Referring expression data:

....................

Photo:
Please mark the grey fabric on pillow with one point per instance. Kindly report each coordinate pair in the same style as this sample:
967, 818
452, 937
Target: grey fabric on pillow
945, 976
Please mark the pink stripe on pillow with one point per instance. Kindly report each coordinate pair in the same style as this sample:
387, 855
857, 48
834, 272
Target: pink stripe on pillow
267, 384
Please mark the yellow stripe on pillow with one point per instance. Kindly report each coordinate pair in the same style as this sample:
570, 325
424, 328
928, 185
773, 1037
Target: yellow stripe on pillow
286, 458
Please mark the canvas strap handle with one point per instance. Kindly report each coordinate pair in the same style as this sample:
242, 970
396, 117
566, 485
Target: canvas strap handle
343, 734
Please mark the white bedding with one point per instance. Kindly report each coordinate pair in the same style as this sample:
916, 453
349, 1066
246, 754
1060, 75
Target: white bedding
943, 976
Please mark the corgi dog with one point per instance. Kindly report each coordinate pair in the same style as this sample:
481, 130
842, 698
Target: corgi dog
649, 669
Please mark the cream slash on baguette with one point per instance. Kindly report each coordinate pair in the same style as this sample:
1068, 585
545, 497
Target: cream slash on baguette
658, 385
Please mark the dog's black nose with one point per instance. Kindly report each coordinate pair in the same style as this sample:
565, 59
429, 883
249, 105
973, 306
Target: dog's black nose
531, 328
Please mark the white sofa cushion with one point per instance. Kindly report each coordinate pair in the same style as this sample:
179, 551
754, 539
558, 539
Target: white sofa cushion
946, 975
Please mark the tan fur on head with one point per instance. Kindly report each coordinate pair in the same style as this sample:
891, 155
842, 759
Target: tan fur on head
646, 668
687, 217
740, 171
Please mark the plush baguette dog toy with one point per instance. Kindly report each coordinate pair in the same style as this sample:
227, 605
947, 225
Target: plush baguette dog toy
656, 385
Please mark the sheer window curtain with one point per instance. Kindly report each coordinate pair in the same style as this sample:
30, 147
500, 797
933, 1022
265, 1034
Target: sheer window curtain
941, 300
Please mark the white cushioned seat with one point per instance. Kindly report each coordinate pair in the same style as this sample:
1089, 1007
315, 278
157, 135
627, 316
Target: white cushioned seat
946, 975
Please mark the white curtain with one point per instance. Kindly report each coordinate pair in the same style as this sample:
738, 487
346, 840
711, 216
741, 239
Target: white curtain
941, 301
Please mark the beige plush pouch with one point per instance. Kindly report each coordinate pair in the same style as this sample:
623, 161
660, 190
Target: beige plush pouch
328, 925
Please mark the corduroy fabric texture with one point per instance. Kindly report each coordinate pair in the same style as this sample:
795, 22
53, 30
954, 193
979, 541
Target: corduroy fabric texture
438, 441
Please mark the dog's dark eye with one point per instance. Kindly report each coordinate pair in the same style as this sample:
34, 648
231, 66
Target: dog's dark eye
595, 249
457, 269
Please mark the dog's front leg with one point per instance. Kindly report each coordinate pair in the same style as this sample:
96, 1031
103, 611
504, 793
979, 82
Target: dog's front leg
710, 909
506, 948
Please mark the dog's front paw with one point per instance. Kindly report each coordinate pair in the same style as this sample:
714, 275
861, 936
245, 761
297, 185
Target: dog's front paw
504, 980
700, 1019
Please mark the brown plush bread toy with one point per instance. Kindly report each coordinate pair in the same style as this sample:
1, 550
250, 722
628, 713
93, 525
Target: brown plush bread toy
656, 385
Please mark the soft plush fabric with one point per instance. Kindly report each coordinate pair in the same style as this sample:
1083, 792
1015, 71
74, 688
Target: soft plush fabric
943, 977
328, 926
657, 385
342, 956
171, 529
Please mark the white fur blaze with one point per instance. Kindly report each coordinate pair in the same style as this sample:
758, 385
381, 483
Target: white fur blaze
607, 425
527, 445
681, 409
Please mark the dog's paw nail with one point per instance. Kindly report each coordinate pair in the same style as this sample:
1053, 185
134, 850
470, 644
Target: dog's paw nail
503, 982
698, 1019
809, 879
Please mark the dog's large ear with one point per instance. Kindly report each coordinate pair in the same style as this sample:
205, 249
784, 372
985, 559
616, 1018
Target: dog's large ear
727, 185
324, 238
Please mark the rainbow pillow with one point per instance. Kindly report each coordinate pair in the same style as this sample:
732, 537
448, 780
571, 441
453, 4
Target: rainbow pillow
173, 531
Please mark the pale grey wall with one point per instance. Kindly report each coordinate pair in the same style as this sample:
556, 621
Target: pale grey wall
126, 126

....................

THE TASK: Could you write out all of the data again, exactly as given?

ANSWER TO THIS PROBLEM:
Photo:
Please mark the grey fabric on pillow with one point per instance. Kindly report each coordinate pair in the same style as this sample:
967, 818
452, 937
Target: grey fabric on pillow
945, 976
Please mark the pink stripe on pillow with one point per instance. Kindly report each coordinate pair in the same style as this sample:
387, 855
857, 48
834, 272
Target: pink stripe on pillow
267, 384
Please mark the yellow stripe on pillow with one point per instance. Kindly report each coordinate pair in the same style as this sample:
570, 325
424, 328
928, 185
773, 1037
Target: yellow stripe on pillow
286, 458
Please mark the canvas strap handle with one point per instance. Kindly report each coordinate pair in the same style as this sample:
242, 970
396, 117
566, 485
Target: canvas strap handle
343, 734
Please mark the white bedding with one point per instance. Kindly report each coordinate pair in the same style as this sample:
916, 453
349, 1066
246, 754
1060, 75
Target: white bedding
943, 976
Please mark the corgi dog with one point per instance. Kindly report each coordinate pair in the same style as this sample:
481, 130
842, 698
Target: corgi dog
649, 669
Please mark the cream slash on baguette with one point per instance. Kindly report each coordinate pair in the same style as this sample:
1068, 585
545, 497
Target: cream slash on baguette
658, 385
Please mark the dog's black nose with one point per instance. Kindly report each coordinate pair in the same style as this sample:
565, 59
429, 883
249, 105
973, 306
Target: dog's black nose
531, 328
Please mark the white sofa cushion with one point per instance. Kindly report each coordinate pair in the same style as this sample:
179, 551
754, 539
558, 539
Target: white sofa cushion
946, 975
Please mark the tan fur on head with one point per instance. Kindly report each coordinate pair in the same style as this sample:
891, 155
842, 759
Target: tan fur on head
646, 668
687, 217
740, 171
Please mark the plush baguette dog toy with one point per instance. Kindly report each coordinate pair in the same style as this sample:
227, 605
947, 225
Target: plush baguette dog toy
656, 385
Please mark the sheer window curtain with one point per instance. Kindly report each coordinate pair in the same style as this sample:
30, 147
500, 797
933, 1022
265, 1034
Target: sheer window curtain
941, 300
Please mark the white cushioned seat with one point per instance. Kindly report each coordinate pair in the same style as this sample:
1089, 1007
315, 278
157, 135
627, 316
Target: white cushioned seat
946, 975
Please mark the white curtain with one point per instance. Kindly report each coordinate pair in the same style as this sample:
738, 487
346, 840
711, 216
741, 239
Target: white curtain
941, 301
Please mark the beige plush pouch with one point per instance. Kindly report each coordinate pair in the same style as this sample:
623, 161
660, 190
Target: beige plush pouch
328, 925
Please mark the corduroy fabric texture with one point per instance. Kindly report each coordinate pair in the same style as this sample:
795, 22
53, 30
954, 193
979, 541
Target: corduroy fabric texture
438, 441
Please mark the dog's dark eye with one point per instance. Kindly report each coordinate pair in the same style as this sample:
34, 648
231, 66
Target: dog's dark eye
595, 249
457, 269
Please mark the dog's front leg with one point per instance. Kindly report each coordinate pair in the same style as this sample:
96, 1031
103, 611
504, 793
979, 82
Target: dog's front leg
710, 909
506, 948
Please mark the dog's front paw with one point per instance. Kindly report each coordinate pair in the same style as this sample:
714, 275
861, 936
245, 761
297, 185
Target: dog's front paw
504, 980
700, 1019
Please mark the brown plush bread toy with one point per instance. Kindly report each coordinate pair in the same style as this sample:
1, 550
250, 722
628, 713
93, 525
Target: brown plush bread toy
656, 385
Please mark the soft plush fabric with one point per instance. Kindly report each coordinate pair in the same style as this sample:
1083, 792
1015, 71
74, 688
Target: soft plush fabric
943, 977
328, 926
657, 385
342, 956
171, 529
Please mark the white fur blaze with one point per instance. Kindly report each coordinate pair in the same style as this sample:
758, 385
381, 483
Target: white fur blaze
607, 425
527, 445
681, 409
Please mark the dog's paw nail with one point per instance. Kindly report each coordinate pair in the same style as this sample:
1053, 185
134, 850
470, 644
Target: dog's paw nail
503, 982
698, 1019
809, 879
Please mark the dog's large ear with one point per instance. Kindly report each coordinate pair in the same style as this sample:
205, 249
784, 372
985, 559
616, 1018
Target: dog's large ear
727, 185
324, 238
Please mark the rainbow pillow with one point per instance. Kindly report each coordinate pair in the same style as this sample:
732, 537
448, 780
571, 441
453, 4
Target: rainbow pillow
173, 531
Please mark the pale grey wall with one point per instance. Kindly report each coordinate pair in the same style as this sample:
556, 621
Target: pale grey wall
126, 126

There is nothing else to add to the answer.